EXTRAIT DU DOCUMENT:
- - - - - - -

Récit d’un journaliste qui vit dans un pays où les élections – communales, cantonales, fédérales – ne suscitent en général que des émotions très modérées.

Dimanche 6 mai, 9h00. Beau temps sur Paris. La France se réveille, comme depuis 12 ans, en Chiraquie. Elle sait que le soir même, elle aura déjà un pied dans une autre époque, que les derniers sondages annoncent clairement sarkozienne.

Place du Châtelet. Les rues sont tranquilles, comme elles le sont toujours le dimanche matin.

De mairie en mairie

Mairie du 1er Arrondissement, place du Louvre. L’un des 837 bureaux de vote que comptent les 20 arrondissements de Paris. Quelques votants, pas beaucoup. A cause de l’heure matinale?

Je quitte le centre de Paris pour me rendre au nord de la ville. Marché de Clignancourt, Puces de Saint-Ouen… Multitude bigarrée, foule multicolore du côté des fringues, clients plus bourgeois chez les antiquaires. Un jour d’élection présidentielle? Rien ne l’indique, sinon les conversations, de-ci, de-là.

Il est midi à la Mairie du 18e Arrondissement. Plusieurs bureaux, quelques colonnes de citoyens du quartier. Une image auquel le ressortissant helvétique urbain n’est plus guère habitué: en Suisse, il y a belle lurette que le vote se fait majoritairement par correspondance, qu’il s’agisse d’élections ou de «votations».

Quoi qu’il en soit, sorti des lieux de vote, Paris en ce 6 mai ressemble terriblement à n’importe quel dimanche ensoleillé à Paris. Rien à voir avec ce que les journaux télévisés montreront le soir même, donnant l’impression, à travers ce filtre si déformant que sont les médias, que toute la France ne vit plus qu’à travers son élection présidentielle.

Les jeux sont faits

A propos de médias… A 19h00, je me coupe le suspense en allant au siège du quotidien «Libération». «On va être les pestiférés», me dit François Sergent, chef de la rubrique internationale, en m’accueillant. Eh oui, «Libé» est résolument de gauche, et la nouvelle est désormais connue des médias: Nicolas Sarkozy l’emporte.

Ce qui n’empêche pas le journaliste de France 2, à 19h50, de laisser planer le doute en évoquant «le sourire» qu’affiche Ségolène Royal… incorrigibles télévisions.

20h00. La nouvelle est officielle. Sarkozy est président, à 53% environ. Explication de François Sergent: «Pour Ségolène, le débat a mal passé. Et puis sa ‘danse du ventre’ au centre a mal été perçue à la gauche de la gauche».

- - - - - - -

CONSIGNE 1: Indiquez le nombre de bureaux de vote que compte Paris selon le récit sur le dimanche de l'élection présidentielle.
CONSIGNE 2: Condensez en une ou deux phrases le paragraphe du récit électoral qui commence par « Il est midi à la Mairie du 18e Arrondissement », sans perdre ses faits principaux.
CONSIGNE 3: Poursuivez le récit de ce dimanche d'élection présidentielle à Paris après sa dernière phrase.
Le matériel n'a aucun rôle dans ce travail.

EXTRAIT SOURCE:
- - - - - - -

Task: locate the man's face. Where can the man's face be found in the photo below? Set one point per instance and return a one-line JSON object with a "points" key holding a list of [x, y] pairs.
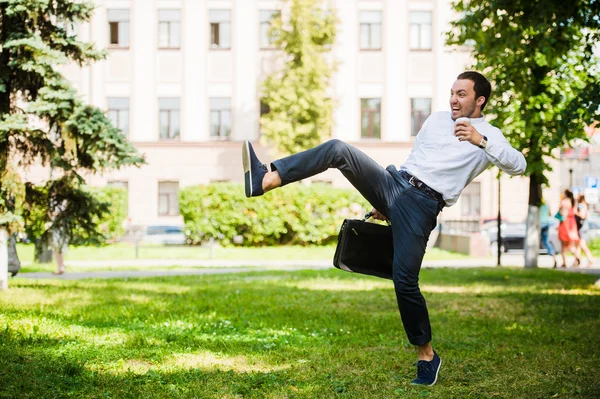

- - - - - - -

RÉPONSE 1: Paris compte 837 bureaux de vote, répartis dans ses 20 arrondissements.

RÉPONSE 2: À midi, à la Mairie du 18e Arrondissement, quelques files de citoyens du quartier attendent devant plusieurs bureaux. C'est une scène devenue rare pour un Suisse citadin, puisqu'en Suisse on vote depuis longtemps surtout par correspondance, pour les élections comme pour les « votations ».

RÉPONSE 3:
Présent à la rédaction de «Libération», le Goncourt Patrick Rambaud (‘La bataille’), passionné par le personnage de Napoléon sans être fan pour autant, me parle de Sarkozy: «Ben oui… c’est Bonaparte. L’homme d’action. Seul espoir: que les législatives entraînent une cohabitation.»

Je sors de «Libération». La place de la République est calme. Quelques grappes de badauds se regroupent autour des cafés pourvus d’une télévision lorsque Nicolas Sarkozy prononce son premier discours présidentiel. Quelques sifflets.

Cap sur la Concorde, puisque c’est là qu’a lieu la fête…

La fête

Tina Arena, Enrico Macias, Gilbert Montagné, Zouk Machine, puis Arthur, Christian Clavier et Jean-Marie Bigard pour annoncer Faudel. On se croirait sur TF1.

La Concorde est bien remplie, sans déborder pour autant. Drapeaux tricolores, calicots. Un enthousiasme qui est totalement étranger à l’électeur suisse, lequel a parfois de la difficulté à citer les sept ministres qui constituent le gouvernement de son pays et ne connaît pas toujours le nom de son président…

Sur le coup de 23h00, Nicolas Sarkozy entre en scène. «Mes chers amis», martèle-t-il à plusieurs reprises pour amorcer son discours. «Nicolas, Nicolas, Nicolas», acclame la foule. Le discours sera intense, teinté d’un idéalisme peu courant dans les rangs de la droite. Et se conclura par une ‘Marseillaise’ interprétée par… Mireille Mathieu. Là, on aurait pu faire plus fringant.

Cap sur l’avenir

En regardant cette foule, on comprend soudain mieux la gloire des rois de France, l’impact de Danton, l’idolâtrie napoléonienne ou le culte gaulliste. Même si la foule rassemblée ici n’est pas représentative de l’ensemble des habitants du pays, force est de constater que la France entretient un formidable rapport d’amour et de haine avec le pouvoir incarné en un homme.

Rien à voir avec la distance un peu goguenarde que le Suisse cultive à l’égard du pouvoir et de ses gouvernants. Attention… distance à l’égard de ceux qui incarnent le pouvoir, pas à l’égard des institutions. L’institution – ou sa mythologie – il aurait plutôt tendance à la vénérer.

Côté suisse, corollaire de cette défiance pragmatique, une vie politique faites de chiffres et de compromis. Côté français, dynamisme des passions et folie de la fête partisane. Mais mémoire courte: combien de gueules de bois ont fait suite aux espoirs projetés sur un nouveau président? Le bilan des douze années de chiraquisme, aujourd’hui, fait glousser même la droite républicaine. Mais pour l’heure, le Paris sarkozyste est à la fête. Et des échauffourées ont déjà lieu dans plusieurs villes de France.

Il est tard. Les jeux sont faits. Ici et ailleurs, ces derniers temps, on a beaucoup évoqué la «grandeur perdue» de la France. N’empêche. Quelle autre élection présidentielle – hormis l’américaine – suscite-t-elle un intérêt aussi international? Le rayonnement d’un pays ne se mesure pas qu’à l’aune de son PIB.

Fasse que le nouvel élu parvienne à rendre à nouveau légitime – socialement, culturellement, économiquement – ce rayonnement qui de fait, et peut-être étonnamment, demeure.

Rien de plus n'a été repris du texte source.